__PROMPT__. Reproduce the stretch of data from its start through the line containing "[247,64,350,99]", both ends included, keeping all text lines as they are and raising every bounding box coordinate by 23. Leave the image out of your answer.

__DATA PROVIDED__.
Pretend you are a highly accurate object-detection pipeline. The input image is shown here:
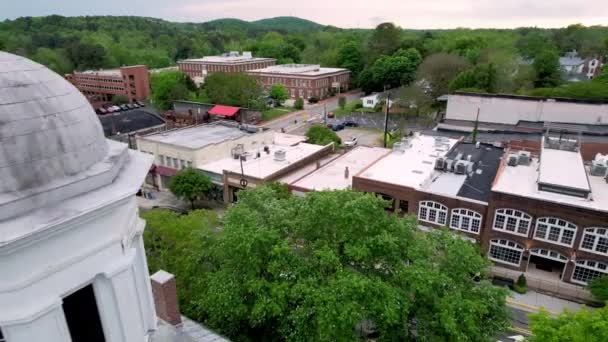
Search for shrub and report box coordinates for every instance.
[513,273,528,294]
[293,97,304,109]
[306,126,342,146]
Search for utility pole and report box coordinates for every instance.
[384,92,391,148]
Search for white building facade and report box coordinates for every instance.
[0,52,156,342]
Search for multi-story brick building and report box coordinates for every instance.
[177,51,276,85]
[65,65,150,109]
[247,64,350,99]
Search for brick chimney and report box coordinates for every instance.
[150,270,182,325]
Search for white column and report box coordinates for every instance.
[2,299,72,342]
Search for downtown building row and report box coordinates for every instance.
[177,52,351,99]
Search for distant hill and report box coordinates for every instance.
[201,17,325,33]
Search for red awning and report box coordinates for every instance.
[209,105,240,116]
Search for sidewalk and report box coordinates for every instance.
[507,290,583,315]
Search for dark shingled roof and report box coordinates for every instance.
[99,109,165,137]
[447,142,504,202]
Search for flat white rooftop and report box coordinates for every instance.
[248,64,348,76]
[182,56,273,63]
[292,146,391,191]
[492,156,608,212]
[139,123,251,149]
[198,143,325,179]
[538,143,591,192]
[359,135,458,189]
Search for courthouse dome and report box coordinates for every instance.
[0,51,108,194]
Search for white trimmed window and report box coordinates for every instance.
[418,201,448,225]
[488,239,524,266]
[581,227,608,255]
[534,217,576,247]
[572,260,608,285]
[530,248,568,262]
[450,208,481,234]
[492,208,532,236]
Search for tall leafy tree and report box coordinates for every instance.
[529,306,608,342]
[146,186,508,341]
[533,50,561,88]
[169,168,214,209]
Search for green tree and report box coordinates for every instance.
[293,97,304,110]
[587,275,608,302]
[533,50,561,88]
[169,168,214,209]
[269,84,289,106]
[306,125,342,146]
[418,53,470,99]
[184,186,508,341]
[529,306,608,342]
[203,73,264,109]
[150,71,196,110]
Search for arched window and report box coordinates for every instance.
[492,208,532,236]
[488,239,524,266]
[418,201,448,225]
[530,248,568,262]
[450,208,481,234]
[572,260,608,285]
[534,217,576,247]
[581,227,608,255]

__RESULT BELOW__.
Pretend you are a highly accurate object-detection pipeline. The input image is shown here:
Search for shrub and report box coordinates for every instance.
[536,296,551,317]
[316,120,327,132]
[329,149,365,169]
Search for utility pole and report box coordinates for every instance.
[407,115,414,171]
Search for white building facade and report box coordinates for every instance.
[23,75,179,365]
Search for multi-story brick building and report box coordinates for every instance.
[200,74,299,108]
[88,88,173,132]
[270,87,373,122]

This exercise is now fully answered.